Source passage:
▬▬▬▬▬▬▬▬▬▬
I do write in paper, it is beautiful, I spent what it seems two hours to find the pen,
i open wordpress
and the word comes out to in express
i do write things down as they come to my head
not even bothering to edit my read
so i just do my mental literature horning
it´s fun for me, and it calms me down,
you know Dan Brown?
therapy i call it
so be it and spit if you want this writ.
Jesus what a fucking day today, my psychologist literally kicked me out, she said
I was full of BS, I only flirted with her once every session, so that it is normal….
I do know something, I write badly and that is my therapy.
Stay Frosty gents and gentesses.
She shoulda known what she was getting into… is it true? She kicked out You? So frosty and Blue. For a little bit of flirting, excuse me, I do too!
Yes that is true. Although to her credit she kicked me out in a way that you actually might say thank you for the kind words. But essentially that was it. Quite funny really, don’t need these one for me others do and much respected. I just figured it out that my agressive nature, the BS, does come from since I was born and then being in the Spanish Legion it did increment, that is a tough job and a violent one, but you sign up by your own choice. I actually do better training consciously my own mind to be calmer. Who do you think is taking care of my mother now that she is almost dying? Me. I still laugh inside that is, when she says ” I would never imagine you would be like this” Not even my mother knows what I have been through and why I´m extremely good when the shit hits the fan. Stay Frosty meaning- stay cool, collected, and be prepared at the next step to put all your skills into work to make the situation better.
I got that from a U.S Marine Seargent that we where attached to, nice guy actually we did get our job done.
So no wonder people doubt me when they do not really know or know but don’t know how I manage those things. I always say I go from 0-100 in a second in it´s truly a need be done. And mommy is mommy so out goes the drinking and just being her care taker.
The flirting… it´s something I just do to keep my mind out of other serious things.
We need to be more “we”!!
You had me smiling here
Straight, no chaser.
That is why I was good in the army, I did shoot straight except once I put a spin on the bullet and it a deer we called affectionally Bambi…… kind of traumatic until this day.
Appreciate very much you taking the time to read and comment.
▬▬▬▬▬▬▬▬▬▬
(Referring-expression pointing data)
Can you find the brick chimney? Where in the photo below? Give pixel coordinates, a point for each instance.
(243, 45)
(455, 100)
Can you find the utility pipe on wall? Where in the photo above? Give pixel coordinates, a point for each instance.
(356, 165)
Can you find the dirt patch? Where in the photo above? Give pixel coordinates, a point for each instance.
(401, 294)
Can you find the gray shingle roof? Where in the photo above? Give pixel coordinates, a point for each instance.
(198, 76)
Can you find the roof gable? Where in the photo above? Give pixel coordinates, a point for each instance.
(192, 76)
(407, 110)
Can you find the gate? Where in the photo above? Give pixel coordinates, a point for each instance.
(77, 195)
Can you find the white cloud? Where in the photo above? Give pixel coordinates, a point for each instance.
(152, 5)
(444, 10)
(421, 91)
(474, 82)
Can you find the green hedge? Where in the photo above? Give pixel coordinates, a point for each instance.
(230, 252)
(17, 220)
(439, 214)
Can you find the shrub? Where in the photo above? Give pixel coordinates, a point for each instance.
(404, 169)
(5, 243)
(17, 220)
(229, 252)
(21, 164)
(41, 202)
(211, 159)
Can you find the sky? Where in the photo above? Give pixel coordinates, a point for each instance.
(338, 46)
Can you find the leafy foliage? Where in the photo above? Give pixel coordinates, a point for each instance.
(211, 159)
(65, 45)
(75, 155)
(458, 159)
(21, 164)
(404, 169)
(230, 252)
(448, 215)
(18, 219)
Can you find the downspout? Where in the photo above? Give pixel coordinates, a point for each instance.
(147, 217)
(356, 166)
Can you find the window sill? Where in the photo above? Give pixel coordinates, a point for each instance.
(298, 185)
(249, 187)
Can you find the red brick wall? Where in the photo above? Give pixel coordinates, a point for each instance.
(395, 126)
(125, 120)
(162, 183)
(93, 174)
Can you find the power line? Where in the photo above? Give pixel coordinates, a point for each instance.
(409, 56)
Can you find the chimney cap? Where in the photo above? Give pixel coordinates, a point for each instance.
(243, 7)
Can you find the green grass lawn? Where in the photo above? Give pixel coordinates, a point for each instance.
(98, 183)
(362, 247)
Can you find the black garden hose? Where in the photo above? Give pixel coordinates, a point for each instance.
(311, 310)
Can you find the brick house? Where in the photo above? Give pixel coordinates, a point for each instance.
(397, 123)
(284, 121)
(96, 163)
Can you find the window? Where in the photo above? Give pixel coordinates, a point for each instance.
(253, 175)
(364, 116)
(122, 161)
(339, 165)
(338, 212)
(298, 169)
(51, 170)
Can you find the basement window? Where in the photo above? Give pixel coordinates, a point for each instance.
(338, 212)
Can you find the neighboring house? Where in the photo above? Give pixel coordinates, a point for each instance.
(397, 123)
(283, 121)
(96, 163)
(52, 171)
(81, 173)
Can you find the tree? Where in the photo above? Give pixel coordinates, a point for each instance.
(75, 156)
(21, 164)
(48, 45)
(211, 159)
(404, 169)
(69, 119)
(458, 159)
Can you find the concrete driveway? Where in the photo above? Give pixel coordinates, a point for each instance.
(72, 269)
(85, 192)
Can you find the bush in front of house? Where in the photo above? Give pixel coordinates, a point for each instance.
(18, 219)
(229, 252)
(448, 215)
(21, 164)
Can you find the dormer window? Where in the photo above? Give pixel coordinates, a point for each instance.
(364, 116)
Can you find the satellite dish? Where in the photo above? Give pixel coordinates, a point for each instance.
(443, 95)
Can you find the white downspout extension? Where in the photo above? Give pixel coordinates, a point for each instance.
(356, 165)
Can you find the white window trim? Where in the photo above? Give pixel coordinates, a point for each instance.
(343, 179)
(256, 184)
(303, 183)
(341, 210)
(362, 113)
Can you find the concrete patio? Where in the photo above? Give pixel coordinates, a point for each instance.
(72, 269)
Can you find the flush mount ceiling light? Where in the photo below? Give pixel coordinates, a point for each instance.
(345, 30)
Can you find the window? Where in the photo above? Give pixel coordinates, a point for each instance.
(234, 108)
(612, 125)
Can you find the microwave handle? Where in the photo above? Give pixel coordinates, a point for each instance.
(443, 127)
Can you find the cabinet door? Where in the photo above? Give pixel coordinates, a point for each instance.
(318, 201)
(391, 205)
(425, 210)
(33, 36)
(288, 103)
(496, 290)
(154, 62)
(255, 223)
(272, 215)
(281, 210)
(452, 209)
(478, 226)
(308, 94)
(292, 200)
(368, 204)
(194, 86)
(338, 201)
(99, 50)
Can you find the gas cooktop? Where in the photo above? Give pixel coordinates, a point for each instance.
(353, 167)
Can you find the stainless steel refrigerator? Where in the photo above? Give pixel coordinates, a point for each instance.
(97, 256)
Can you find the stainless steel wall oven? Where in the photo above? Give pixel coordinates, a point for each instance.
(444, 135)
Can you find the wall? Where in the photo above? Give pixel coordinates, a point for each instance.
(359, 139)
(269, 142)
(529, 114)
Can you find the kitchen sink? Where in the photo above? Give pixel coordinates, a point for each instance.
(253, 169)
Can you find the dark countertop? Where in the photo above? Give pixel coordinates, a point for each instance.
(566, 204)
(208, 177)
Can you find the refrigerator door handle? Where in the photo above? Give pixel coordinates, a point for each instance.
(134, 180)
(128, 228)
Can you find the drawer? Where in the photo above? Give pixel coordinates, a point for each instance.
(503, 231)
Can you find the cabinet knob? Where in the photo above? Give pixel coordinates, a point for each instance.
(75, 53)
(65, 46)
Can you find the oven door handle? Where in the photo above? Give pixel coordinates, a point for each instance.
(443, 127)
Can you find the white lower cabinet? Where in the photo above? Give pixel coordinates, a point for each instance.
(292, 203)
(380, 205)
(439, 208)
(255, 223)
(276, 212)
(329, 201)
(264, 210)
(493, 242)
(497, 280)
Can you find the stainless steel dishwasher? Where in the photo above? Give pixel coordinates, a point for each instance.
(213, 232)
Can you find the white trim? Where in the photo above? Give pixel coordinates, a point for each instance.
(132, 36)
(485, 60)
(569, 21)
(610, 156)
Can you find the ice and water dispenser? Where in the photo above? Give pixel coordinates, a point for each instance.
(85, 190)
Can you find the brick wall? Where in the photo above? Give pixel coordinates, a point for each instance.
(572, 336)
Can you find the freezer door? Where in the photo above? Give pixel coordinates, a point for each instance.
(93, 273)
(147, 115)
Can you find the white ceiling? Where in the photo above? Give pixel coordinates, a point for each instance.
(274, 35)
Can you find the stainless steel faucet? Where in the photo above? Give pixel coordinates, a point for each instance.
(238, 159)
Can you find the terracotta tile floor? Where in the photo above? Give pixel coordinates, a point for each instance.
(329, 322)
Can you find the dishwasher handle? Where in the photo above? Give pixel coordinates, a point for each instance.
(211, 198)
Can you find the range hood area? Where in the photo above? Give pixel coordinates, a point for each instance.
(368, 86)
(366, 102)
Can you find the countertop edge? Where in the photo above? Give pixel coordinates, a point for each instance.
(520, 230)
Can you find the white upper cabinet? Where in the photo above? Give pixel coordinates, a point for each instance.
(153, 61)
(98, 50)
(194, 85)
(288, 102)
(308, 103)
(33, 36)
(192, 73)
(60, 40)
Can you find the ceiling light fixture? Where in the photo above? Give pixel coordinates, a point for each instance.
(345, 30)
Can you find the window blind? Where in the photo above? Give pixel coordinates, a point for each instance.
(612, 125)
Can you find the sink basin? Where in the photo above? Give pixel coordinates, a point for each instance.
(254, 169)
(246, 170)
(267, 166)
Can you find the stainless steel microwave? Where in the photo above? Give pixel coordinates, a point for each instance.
▬▬▬▬▬▬▬▬▬▬
Things to do:
1. Answer these questions about the post:
(a) Who kicked the writer out?
(b) In which military unit does the post say the writer served?
(c) From whom did the writer get the phrase "Stay Frosty"?
2. Please return, word for word, the part of the post that opens with the words containing "That is why" and closes with "until this day.".

Solutions in order:
1.
(a) The writer's psychologist.
(b) The Spanish Legion.
(c) A U.S. Marine sergeant the writer's unit was attached to.

2.
That is why I was good in the army, I did shoot straight except once I put a spin on the bullet and it a deer we called affectionally Bambi…… kind of traumatic until this day.